Material to process:
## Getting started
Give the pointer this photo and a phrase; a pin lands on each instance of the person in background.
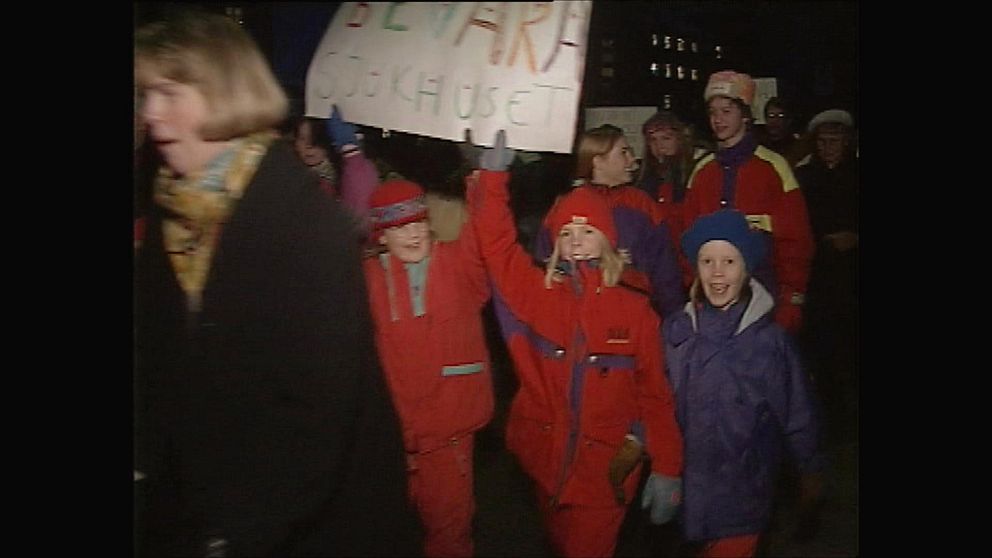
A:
(777, 133)
(759, 183)
(740, 389)
(427, 298)
(269, 429)
(593, 394)
(830, 183)
(604, 164)
(666, 165)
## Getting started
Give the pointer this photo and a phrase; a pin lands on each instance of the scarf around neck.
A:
(730, 160)
(197, 206)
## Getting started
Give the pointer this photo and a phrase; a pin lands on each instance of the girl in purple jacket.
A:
(740, 391)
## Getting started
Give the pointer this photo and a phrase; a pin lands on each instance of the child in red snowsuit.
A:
(587, 352)
(426, 299)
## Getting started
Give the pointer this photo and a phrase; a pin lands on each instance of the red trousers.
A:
(741, 546)
(581, 531)
(440, 484)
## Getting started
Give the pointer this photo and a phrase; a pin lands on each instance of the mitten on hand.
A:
(622, 464)
(499, 156)
(341, 133)
(789, 316)
(663, 495)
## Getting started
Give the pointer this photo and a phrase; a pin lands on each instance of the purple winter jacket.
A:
(741, 395)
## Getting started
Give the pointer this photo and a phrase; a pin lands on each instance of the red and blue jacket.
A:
(432, 343)
(589, 361)
(759, 183)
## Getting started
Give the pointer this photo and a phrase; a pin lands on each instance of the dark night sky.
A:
(811, 46)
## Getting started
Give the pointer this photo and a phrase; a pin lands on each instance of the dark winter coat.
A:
(268, 421)
(741, 395)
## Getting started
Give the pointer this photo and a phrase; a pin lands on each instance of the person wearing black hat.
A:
(740, 389)
(593, 399)
(830, 184)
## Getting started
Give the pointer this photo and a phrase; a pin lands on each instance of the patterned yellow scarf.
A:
(199, 204)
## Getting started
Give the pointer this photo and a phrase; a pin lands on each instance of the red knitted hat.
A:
(582, 206)
(395, 203)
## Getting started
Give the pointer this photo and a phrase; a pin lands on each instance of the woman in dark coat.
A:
(267, 429)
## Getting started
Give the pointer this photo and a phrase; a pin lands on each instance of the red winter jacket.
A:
(437, 364)
(589, 361)
(766, 191)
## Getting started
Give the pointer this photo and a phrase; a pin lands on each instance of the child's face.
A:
(410, 243)
(615, 167)
(580, 242)
(727, 121)
(310, 153)
(721, 272)
(663, 143)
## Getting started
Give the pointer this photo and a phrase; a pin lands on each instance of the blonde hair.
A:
(592, 143)
(219, 58)
(610, 262)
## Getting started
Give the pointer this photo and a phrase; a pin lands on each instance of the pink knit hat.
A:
(395, 203)
(729, 83)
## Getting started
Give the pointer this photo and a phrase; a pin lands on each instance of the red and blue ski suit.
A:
(591, 370)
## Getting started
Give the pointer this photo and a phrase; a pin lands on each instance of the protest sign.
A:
(437, 68)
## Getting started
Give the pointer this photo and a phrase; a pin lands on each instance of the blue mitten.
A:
(499, 156)
(663, 495)
(341, 133)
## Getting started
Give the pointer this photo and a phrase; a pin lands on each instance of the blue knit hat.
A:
(729, 225)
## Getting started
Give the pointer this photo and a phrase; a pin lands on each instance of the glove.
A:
(789, 316)
(470, 152)
(663, 495)
(341, 133)
(498, 157)
(622, 464)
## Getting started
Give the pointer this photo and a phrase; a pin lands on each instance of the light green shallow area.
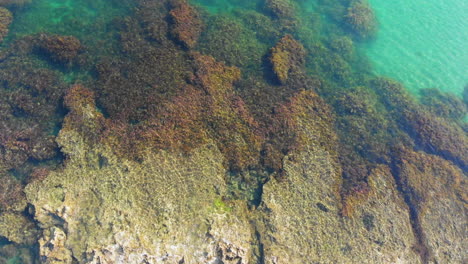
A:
(422, 43)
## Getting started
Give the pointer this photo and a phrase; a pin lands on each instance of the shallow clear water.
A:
(422, 43)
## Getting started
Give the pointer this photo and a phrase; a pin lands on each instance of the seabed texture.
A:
(221, 131)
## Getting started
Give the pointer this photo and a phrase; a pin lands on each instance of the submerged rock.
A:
(17, 228)
(59, 49)
(5, 19)
(288, 55)
(186, 23)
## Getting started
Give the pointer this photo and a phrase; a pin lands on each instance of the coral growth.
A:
(288, 55)
(5, 19)
(186, 24)
(360, 19)
(283, 9)
(228, 39)
(305, 121)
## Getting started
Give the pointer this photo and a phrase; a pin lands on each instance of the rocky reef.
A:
(224, 138)
(5, 19)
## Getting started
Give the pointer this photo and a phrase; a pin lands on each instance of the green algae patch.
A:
(221, 206)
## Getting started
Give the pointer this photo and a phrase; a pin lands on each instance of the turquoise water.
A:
(422, 43)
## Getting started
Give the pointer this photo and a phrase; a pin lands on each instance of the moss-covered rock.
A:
(5, 19)
(18, 229)
(288, 55)
(186, 23)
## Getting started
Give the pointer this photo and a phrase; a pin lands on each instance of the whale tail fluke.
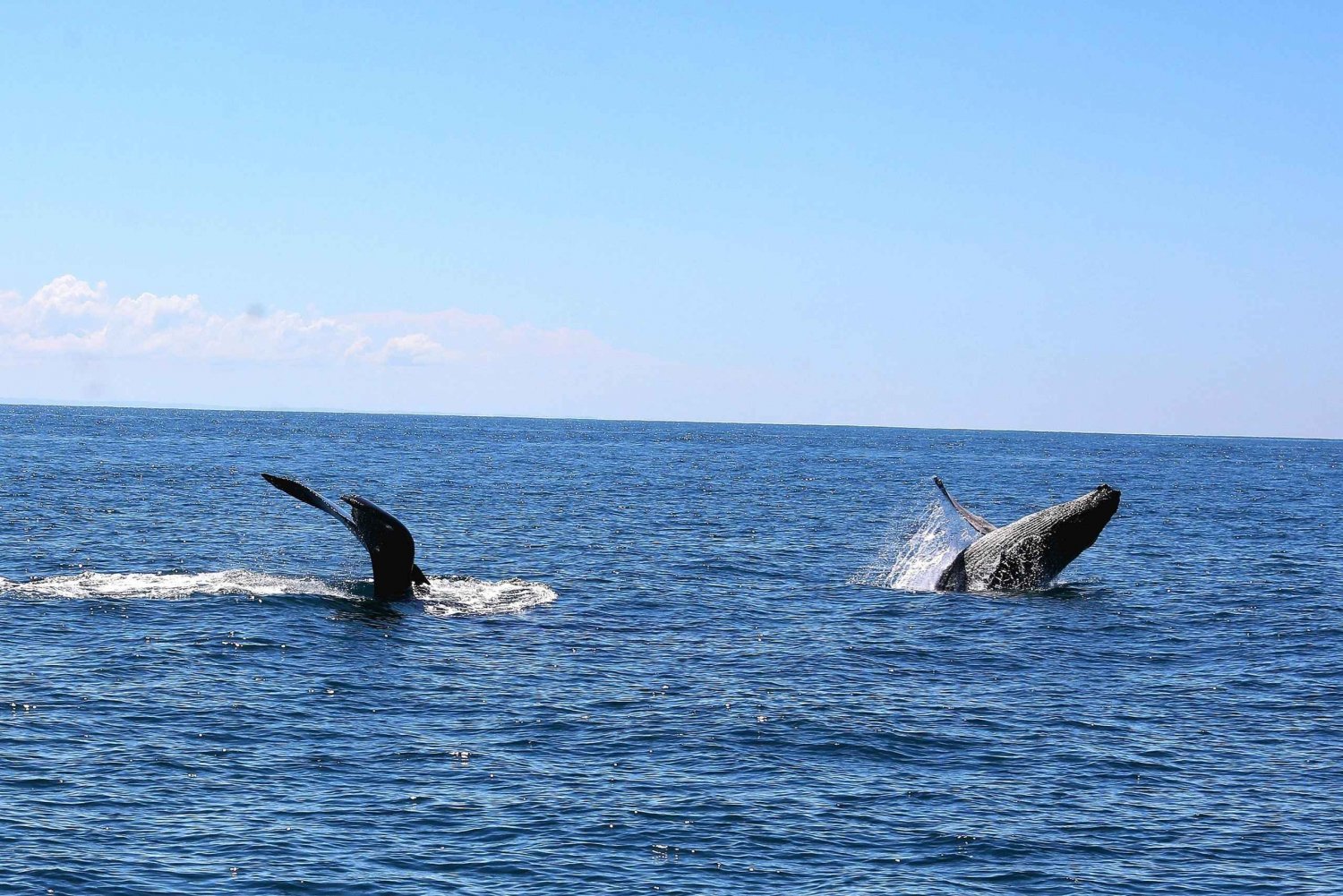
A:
(387, 541)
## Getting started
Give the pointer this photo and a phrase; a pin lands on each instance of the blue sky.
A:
(1063, 217)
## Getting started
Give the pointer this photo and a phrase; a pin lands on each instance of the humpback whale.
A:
(1031, 551)
(389, 543)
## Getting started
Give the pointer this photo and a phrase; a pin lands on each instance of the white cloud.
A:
(69, 316)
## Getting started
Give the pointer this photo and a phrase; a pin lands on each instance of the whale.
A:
(387, 541)
(1031, 551)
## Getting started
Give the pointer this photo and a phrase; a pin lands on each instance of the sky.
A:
(1111, 217)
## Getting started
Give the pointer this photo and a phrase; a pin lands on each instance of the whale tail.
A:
(389, 543)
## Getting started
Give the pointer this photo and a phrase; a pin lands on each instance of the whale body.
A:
(1031, 551)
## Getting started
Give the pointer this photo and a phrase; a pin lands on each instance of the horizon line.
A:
(153, 405)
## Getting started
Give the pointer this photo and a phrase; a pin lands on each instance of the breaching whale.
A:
(389, 543)
(1031, 551)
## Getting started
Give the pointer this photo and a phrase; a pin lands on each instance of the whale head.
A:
(1072, 527)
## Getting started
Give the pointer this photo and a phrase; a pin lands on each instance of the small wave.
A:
(457, 595)
(167, 586)
(913, 562)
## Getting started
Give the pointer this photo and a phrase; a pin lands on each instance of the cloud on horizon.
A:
(73, 317)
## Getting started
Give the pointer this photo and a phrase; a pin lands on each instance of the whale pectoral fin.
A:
(305, 495)
(977, 523)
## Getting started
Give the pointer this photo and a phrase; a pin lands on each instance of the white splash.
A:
(446, 595)
(913, 562)
(166, 586)
(462, 595)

Given instruction:
Reproduce each line of the records exactly, and omit every picture.

Completed task:
## Getting started
Give the pointer this photo and a phrase; a pin lands on each instance of the person in background.
A:
(777, 133)
(759, 183)
(740, 389)
(427, 298)
(269, 429)
(593, 394)
(830, 183)
(604, 164)
(666, 165)
## Getting started
Give the pointer this photo and a phrase; a pin lands on each instance of the scarf around neck.
A:
(730, 160)
(197, 206)
## Getting started
Give the pointer this photo and a phrase; a pin lands on each instance of the girl in purple jacket.
A:
(740, 391)
## Getting started
Give the pointer this photo and a phrase; a pin lands on each instance of the child in red snowsuit.
A:
(587, 352)
(426, 299)
## Getting started
Give the pointer this photo and a phrase; a pin lands on each instance of the red trousers.
A:
(741, 546)
(581, 531)
(440, 484)
## Getting started
Give the pointer this photo and a phrase; a pin lands on each instance of the mitten on hand.
A:
(622, 464)
(499, 156)
(341, 133)
(789, 316)
(663, 495)
## Getting started
Give the pointer this photo and a phrase; a pin lands on each instance of the purple winter jacket.
A:
(741, 395)
## Getting started
Give the pointer this photo and a phrase; a pin lands on each instance of the red and blue jacket.
A:
(432, 343)
(589, 361)
(759, 183)
## Getting started
Give the pointer this photo and a phrase; a pin lands on each instance of the dark night sky.
A:
(811, 46)
## Getting started
Give the pointer this photo and a phrase; a pin lands on each instance of the dark winter coat.
A:
(268, 421)
(741, 395)
## Getting started
Give the pointer this photo and a phrase; a pin lands on each instance of the person wearing black hat.
A:
(740, 389)
(593, 399)
(830, 184)
## Getting started
Give the pointer this photo and a phrase; a pin lands on each instance of the patterned yellow scarf.
A:
(199, 204)
## Getting started
Give the pointer this photo and a phrase; a pin lands on each instance of the red knitted hat.
A:
(582, 206)
(395, 203)
## Getting started
Give the pointer this photo and a phrase; a pin lands on each instance of the woman in dark coat.
A:
(267, 429)
## Getting started
Give the pointer this photo and a phrase; a pin lands on each instance of the red winter jacket.
A:
(437, 364)
(589, 361)
(766, 191)
## Getting started
Give the pointer this photo and a phrase; a pin lands on each instance of the child's face.
A:
(410, 243)
(615, 167)
(580, 242)
(727, 121)
(310, 153)
(721, 272)
(663, 143)
## Getting started
Give the pointer this photo and a phrase; a pin lands on each instance of the blonde hair.
A:
(592, 143)
(219, 58)
(610, 262)
## Getting started
Give the pointer this photo and a phrase; a pin lands on each instance of the pink knit hat.
A:
(395, 203)
(729, 83)
## Getting started
Give the pointer this photo and a phrase; a pin lands on each instance of the red and blue ski suit.
A:
(591, 370)
## Getting started
Give the pointer this photo and a phrase; a pin lands on each instance of the protest sign.
A:
(437, 68)
## Getting started
Give the pointer this photo and a phrase; a pin lands on each instance of the blue mitten.
A:
(499, 156)
(663, 495)
(341, 133)
## Getting started
Give the pointer this photo and a phrase; a pin lands on each instance of the blue knit hat.
A:
(729, 225)
## Getting started
Give the pointer this photo and a phrase; a pin lands on each instance of the glove.
A:
(789, 316)
(470, 152)
(663, 495)
(341, 133)
(498, 157)
(622, 464)
## Getting started
Give the pointer this photo and a phrase; a pin lands on each instance of the light green shallow area.
A:
(422, 43)
## Getting started
Give the pointer this photo and a phrase; a pin lands on each instance of the shallow clear water.
A:
(422, 43)
## Getting started
Give the pointer this photo and a phrase; a pin lands on each instance of the seabed texture.
A:
(221, 131)
## Getting started
Give the pointer this photo and a phrase; a pin lands on each instance of the submerged rock.
A:
(17, 228)
(59, 49)
(5, 19)
(288, 55)
(186, 23)
## Getting started
Give the pointer this photo and a phrase; a pin lands on each instance of the coral growth.
A:
(288, 55)
(5, 19)
(186, 24)
(360, 19)
(283, 9)
(228, 39)
(305, 121)
## Getting started
Give the pointer this photo and a phrase; a pin lands on each instance of the rocky reef.
A:
(224, 138)
(5, 19)
## Getting started
Give the pointer this photo and a phrase; a pin lands on each instance of the green algae patch.
A:
(221, 206)
## Getting started
Give the pointer this photo and a phrase; a pin lands on each instance of the turquoise water.
A:
(422, 43)
## Getting started
Give the pointer this photo and a phrase; a pin lands on each instance of the moss-covered rock.
A:
(5, 19)
(18, 229)
(288, 55)
(186, 23)
## Getting started
Give the pointer this photo and a phrase; a pin lands on each instance of the whale tail fluke.
A:
(387, 541)
## Getting started
Give the pointer this photo and a phrase; a pin lands on each instance of the blue sky.
A:
(1063, 217)
## Getting started
Give the pointer this photo and a phrase; a pin lands on each instance of the humpback whale.
A:
(1031, 551)
(389, 543)
## Getting started
Give the pointer this photo and a phrase; a pin lands on each instance of the white cloud.
A:
(69, 316)
## Getting started
Give the pointer this photo and a phrase; a pin lands on each instance of the whale.
A:
(387, 541)
(1031, 551)
## Getting started
Give the pointer this photo and a phrase; a pin lands on each instance of the sky.
A:
(1111, 217)
## Getting started
Give the pointer this photo and a phrase; a pin lands on each instance of the whale tail.
A:
(389, 543)
## Getting started
Give the pointer this photo and a phrase; a pin lands on each instance of the whale body.
A:
(1031, 551)
## Getting started
Give the pointer this photo and a phrase; a pin lands on each instance of the horizon line.
A:
(153, 405)
## Getting started
Give the pointer this photo and a phrase; a pin lands on each instance of the breaching whale.
A:
(389, 543)
(1031, 551)
## Getting started
Give the pointer this photo and a phrase; a pin lands on each instance of the whale head.
A:
(1072, 527)
## Getting started
Give the pointer this photo and a phrase; a pin lands on each instance of the small wave.
A:
(457, 595)
(167, 586)
(913, 562)
## Getting started
Give the pointer this photo and a phrase; a pin lands on each instance of the cloud on horizon.
A:
(73, 317)
## Getting started
Give the pointer this photo and a phrase; a pin lands on each instance of the whale pectoral fin.
A:
(305, 495)
(977, 523)
## Getting started
Give the pointer this photo and a phrase; a pin lands on each instance of the white splash.
A:
(446, 595)
(913, 562)
(166, 586)
(462, 595)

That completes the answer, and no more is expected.